PAGE TEXT:
/---

# SEAL Team 6



## TheSiatonist (Mar 1, 2010)

Cheers!


----------



## Paddlefoot (Mar 1, 2010)

That's me in the second row, third from the right. >:{:doh:


----------



## Frank S. (Mar 1, 2010)

Lots of Tom Selleck fans from the looks of it....


----------



## 104TN (Mar 1, 2010)

Frank S. said:


> Lots of Tom Selleck fans from the looks of it....



I think every unit has its thing. Kinda like how all the dudes from 5th SF Group rock the hell outta some sideburns.


----------



## JustAnotherJ (Mar 3, 2010)

you should see my fucking disgusting mustache.  It looks dirty, stringy and pube-like.  Like Matthew Mcconaughey in Dazed and Confused.  I'd post it but i'm sure that the ladies here would instantly bring me up on rape charges. ;)


----------



## Ex3 (Mar 3, 2010)

I recognize a few of those porn star 'staches!


----------



## 8'Duece (Mar 3, 2010)

I don't recognize any of them, especially by their staches.  How could I.   


Looks like every single member of the Team is carrying a crew served weapon.  How much suppressive fire does one team need ?? :uhh:


----------



## Frank S. (Mar 3, 2010)

JustAnotherJ said:


> the ladies here would instantly bring me up on rape charges. ;)


 
I know a guy can get it reduced to tailgating.


----------



## Ex3 (Mar 3, 2010)

8'Duece said:


> I don't recognize any of them, especially by their staches.  How could I.


 I knew two of them really well, that's why they popped out at me, even with the blacked out eyes.


----------



## Chaske (Mar 4, 2010)

I wonder where them boys are now.


----------



## dknob (Apr 15, 2010)

Making 6 figures a year as security consultants?


----------



## 8'Duece (Apr 15, 2010)

Should we even be posting pics, regardless if their available at other online venues ? 

I thought our policy was not to touch Black Side/Tier One stuff on an open board. 

Just a thought.


----------



## 8'Duece (Apr 15, 2010)

Ex3 said:


> I knew two of them really well, that's why they popped out at me, even with the blacked out eyes.

\---

SHORT EXERCISE:
Write a two-sentence summary of the SEAL Team 6 thread.

GIVEN INFORMATION:
/---

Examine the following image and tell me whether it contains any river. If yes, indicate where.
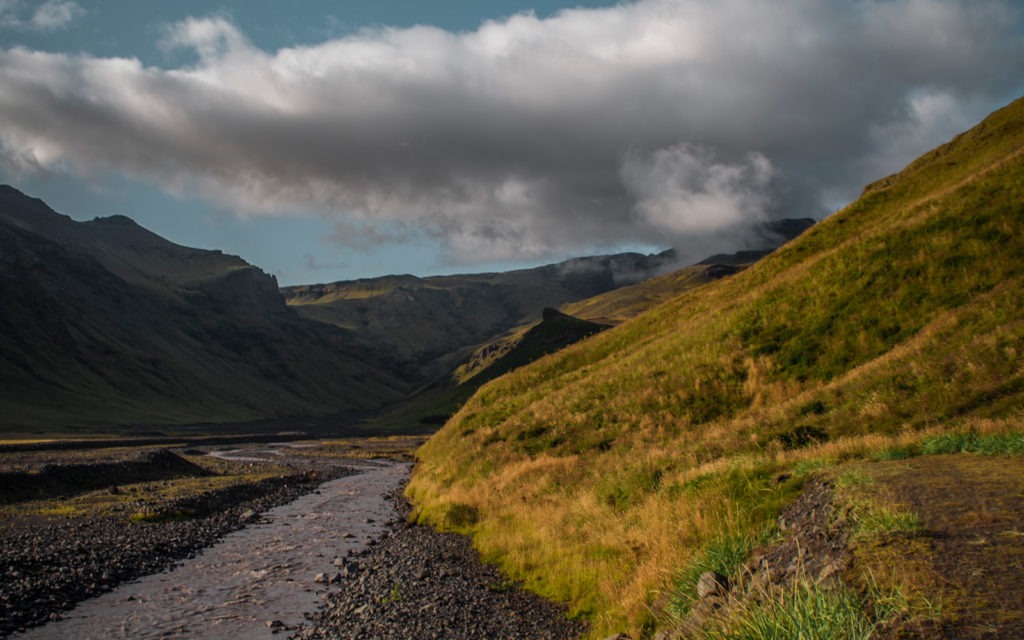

\---

RESPONSE BELOW:
Forum members react to pictures of SEAL Team 6 by joking about all the mustaches, and one poster says every member seems to carry a crew-served weapon, while another says two of the men stood out because the poster knew them well, even with blacked-out eyes. Another poster asks whether such pictures should be posted at all, given what was thought to be a policy against touching Black Side/Tier One matters on an open board.